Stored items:
--*--

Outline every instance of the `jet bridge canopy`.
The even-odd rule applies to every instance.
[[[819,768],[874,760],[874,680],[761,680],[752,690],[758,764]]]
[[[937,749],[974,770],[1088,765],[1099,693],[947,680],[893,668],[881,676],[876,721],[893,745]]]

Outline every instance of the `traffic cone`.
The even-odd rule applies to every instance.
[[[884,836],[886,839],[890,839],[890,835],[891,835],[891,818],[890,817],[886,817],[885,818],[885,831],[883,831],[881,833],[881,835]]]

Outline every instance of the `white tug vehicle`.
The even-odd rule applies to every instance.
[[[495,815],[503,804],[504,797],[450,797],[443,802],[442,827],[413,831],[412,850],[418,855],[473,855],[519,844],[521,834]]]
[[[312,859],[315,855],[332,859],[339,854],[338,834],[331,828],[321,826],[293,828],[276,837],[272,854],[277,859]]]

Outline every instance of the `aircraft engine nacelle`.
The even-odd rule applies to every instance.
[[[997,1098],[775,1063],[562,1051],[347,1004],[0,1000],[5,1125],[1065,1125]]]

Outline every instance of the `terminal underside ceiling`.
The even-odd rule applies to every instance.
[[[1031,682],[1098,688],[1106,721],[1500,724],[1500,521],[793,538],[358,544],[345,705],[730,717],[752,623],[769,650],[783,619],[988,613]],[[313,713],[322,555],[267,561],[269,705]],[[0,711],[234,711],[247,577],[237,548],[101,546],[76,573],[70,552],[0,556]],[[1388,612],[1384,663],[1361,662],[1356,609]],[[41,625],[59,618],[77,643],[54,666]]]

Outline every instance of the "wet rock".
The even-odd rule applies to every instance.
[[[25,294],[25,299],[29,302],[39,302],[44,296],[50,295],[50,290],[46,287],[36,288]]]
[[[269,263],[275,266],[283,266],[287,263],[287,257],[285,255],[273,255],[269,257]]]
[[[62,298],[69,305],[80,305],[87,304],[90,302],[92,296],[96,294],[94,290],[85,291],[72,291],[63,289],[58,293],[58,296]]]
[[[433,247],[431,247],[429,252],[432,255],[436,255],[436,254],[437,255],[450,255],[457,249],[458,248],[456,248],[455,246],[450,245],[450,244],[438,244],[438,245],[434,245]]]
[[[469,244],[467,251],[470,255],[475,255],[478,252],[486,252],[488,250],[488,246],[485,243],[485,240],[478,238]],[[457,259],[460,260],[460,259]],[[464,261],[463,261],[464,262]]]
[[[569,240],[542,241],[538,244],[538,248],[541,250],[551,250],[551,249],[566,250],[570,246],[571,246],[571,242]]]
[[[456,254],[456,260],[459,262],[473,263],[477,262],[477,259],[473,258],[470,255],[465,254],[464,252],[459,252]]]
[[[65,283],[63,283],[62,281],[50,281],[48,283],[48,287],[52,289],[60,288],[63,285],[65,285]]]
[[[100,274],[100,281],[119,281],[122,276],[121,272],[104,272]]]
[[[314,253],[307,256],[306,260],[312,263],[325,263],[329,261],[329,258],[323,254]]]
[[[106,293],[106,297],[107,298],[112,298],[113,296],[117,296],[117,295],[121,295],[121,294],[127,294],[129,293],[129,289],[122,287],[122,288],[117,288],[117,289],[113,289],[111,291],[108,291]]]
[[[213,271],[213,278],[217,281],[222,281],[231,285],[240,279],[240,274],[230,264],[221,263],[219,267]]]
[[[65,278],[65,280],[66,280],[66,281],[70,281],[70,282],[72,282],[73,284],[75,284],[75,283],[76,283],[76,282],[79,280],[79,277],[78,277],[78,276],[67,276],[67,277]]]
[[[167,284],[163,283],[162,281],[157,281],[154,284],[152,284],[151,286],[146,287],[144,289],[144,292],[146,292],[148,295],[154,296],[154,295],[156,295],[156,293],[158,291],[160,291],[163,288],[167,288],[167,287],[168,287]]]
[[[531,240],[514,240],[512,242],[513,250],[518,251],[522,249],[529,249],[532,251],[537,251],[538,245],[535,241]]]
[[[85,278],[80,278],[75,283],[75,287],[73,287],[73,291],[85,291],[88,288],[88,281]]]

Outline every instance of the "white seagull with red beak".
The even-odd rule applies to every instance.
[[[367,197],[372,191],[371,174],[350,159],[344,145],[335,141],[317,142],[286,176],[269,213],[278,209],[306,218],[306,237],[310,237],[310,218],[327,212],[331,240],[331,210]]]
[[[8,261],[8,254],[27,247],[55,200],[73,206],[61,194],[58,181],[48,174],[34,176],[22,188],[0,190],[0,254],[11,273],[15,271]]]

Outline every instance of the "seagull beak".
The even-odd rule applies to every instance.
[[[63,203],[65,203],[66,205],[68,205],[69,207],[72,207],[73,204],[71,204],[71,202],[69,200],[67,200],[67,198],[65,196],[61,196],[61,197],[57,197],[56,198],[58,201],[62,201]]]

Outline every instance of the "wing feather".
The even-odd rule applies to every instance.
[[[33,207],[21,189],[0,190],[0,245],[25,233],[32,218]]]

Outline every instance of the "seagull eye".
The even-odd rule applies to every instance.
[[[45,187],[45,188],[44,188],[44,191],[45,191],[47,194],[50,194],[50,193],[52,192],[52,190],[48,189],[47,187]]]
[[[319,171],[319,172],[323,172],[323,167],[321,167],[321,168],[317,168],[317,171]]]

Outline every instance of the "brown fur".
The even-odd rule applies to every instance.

--*--

» WHAT YOU ARE ASKED TO DO
Go line by line through the data above and report each one that holds the string "white".

» RESULT OF THIS TASK
Outline every instance of the `white tug vehicle`.
Outline every instance of the "white seagull with red beak".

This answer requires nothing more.